Выбранный текст ▸
....

Наконец, финальная часть языкового развития наступает тогда, когда мозг начинает играть как большой симфонический оркестр по нотам. Секция памяти задает ритм, секция эмоций регулирует громкость звука, а различные инструменты складываются в уникальную личность, которая подчиняется замыслу одного режиссера.
Это кратное описание такой сложной темы как нормальное языковое развитие. Теперь, давайте, рассмотрим, что может произойти в том случае, когда психическое развитие происходит по принципу плато и спуртов.
Задержка речевого развития при тяжелом аутизме
В редких случаях у ребенка так и не появляется стадии эхо, и он остается полностью немым. Это характерно для самых тяжелых случаев аутизма. У такого ребенка может развиться способность понимать чужую речь (рецептивный язык), он может выполнять простые инструкции и указания, но у него полностью отсутствует экспрессивный язык (речь). По счастью, почти у каждого ребенка, которого мы наблюдали, все-таки происходил спурт в развитии, и он начинал говорить.
В прежние времена бытовал стереотип, что если ребенок-аутист не начнет говорить в возрасте пяти лет, то он уже не заговорит. Это совершенно не так. В качестве доказательства, я хочу рассказать об одном моем хорошем друге. Он вообще не говорил до девяти лет, но с тех пор говорит так, что его не заткнешь. Так что не надо верить в бабушкины сказки!
Как я уже упоминал ранее, даже если у ребенка так и не развивается речь с помощью слов (экспрессивный язык), у него может развиться рецептивный язык (способность понимать чужую речь). Очень часто дети-аутисты, которые никогда не говорили ни слова, прекрасно умеют включить любимую передачу по телевизору, решают сложные головоломки и собирают пазлы из маленьких деталей, разбирают игрушки на части и собирают их обратно. Такие дети не являются умственно отсталыми в обычном смысле этого слова, более того, они могут овладеть различными навыками, у них отсутствует только сама речь.
Задержка речевого развития при умеренном/высокофункционирующем аутизме
В норме фаза эхо у ребенка проходит настолько быстро, что если его родители не психиатры или, скажем, не лингвисты, то они ее и не заметят. Однако у детей-аутистов фаза эхо часто превращается в плато и продолжается неделями, месяцами и даже (в редких случаях) годами.

....

Имеющиеся данные ▸
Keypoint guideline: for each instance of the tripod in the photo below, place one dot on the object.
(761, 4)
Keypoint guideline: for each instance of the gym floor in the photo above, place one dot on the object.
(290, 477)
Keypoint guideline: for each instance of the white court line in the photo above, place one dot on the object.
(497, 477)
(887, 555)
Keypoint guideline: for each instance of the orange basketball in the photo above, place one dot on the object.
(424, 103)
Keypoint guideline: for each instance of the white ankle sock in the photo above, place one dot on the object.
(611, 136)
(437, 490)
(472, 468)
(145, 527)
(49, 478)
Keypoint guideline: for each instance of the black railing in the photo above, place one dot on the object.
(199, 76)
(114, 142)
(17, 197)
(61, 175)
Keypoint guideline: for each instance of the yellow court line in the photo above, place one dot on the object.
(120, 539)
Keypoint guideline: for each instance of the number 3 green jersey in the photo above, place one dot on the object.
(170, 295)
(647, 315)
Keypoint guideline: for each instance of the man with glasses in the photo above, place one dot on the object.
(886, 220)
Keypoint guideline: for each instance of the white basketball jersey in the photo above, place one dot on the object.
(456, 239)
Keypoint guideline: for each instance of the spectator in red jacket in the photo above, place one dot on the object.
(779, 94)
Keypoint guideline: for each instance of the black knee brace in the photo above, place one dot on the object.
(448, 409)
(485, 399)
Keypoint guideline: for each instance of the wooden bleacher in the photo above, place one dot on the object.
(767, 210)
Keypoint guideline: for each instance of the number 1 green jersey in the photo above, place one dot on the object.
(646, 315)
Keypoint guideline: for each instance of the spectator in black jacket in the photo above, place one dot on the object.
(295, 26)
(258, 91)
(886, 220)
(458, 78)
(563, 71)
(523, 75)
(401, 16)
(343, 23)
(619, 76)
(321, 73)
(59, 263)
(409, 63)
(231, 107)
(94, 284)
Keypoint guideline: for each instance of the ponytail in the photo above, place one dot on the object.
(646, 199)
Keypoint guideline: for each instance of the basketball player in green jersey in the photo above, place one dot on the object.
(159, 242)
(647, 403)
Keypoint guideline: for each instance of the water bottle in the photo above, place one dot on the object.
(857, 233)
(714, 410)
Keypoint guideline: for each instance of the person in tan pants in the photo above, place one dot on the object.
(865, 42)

....

Суть задания ▸
Пожалуйста, определите, соответствуют ли выбранному тексту о задержке речевого развития три утверждения. Для каждого ответьте «да» или «нет» и приведите решающие слова текста дословно в кавычках.
1. В самых тяжелых случаях аутизма ребенок может понимать чужую речь, хотя сам не говорит.
2. Ребенок-аутист, не заговоривший к пяти годам, уже не заговорит.
3. У детей-аутистов фаза эхо всегда длится годами.
Данные здесь никакой роли не играют.

Итог выполнения ▸
1. Да: «У такого ребенка может развиться способность понимать чужую речь (рецептивный язык), он может выполнять простые инструкции и указания, но у него полностью отсутствует экспрессивный язык (речь)».
2. Нет: «Это совершенно не так».
3. Нет: «продолжается неделями, месяцами и даже (в редких случаях) годами».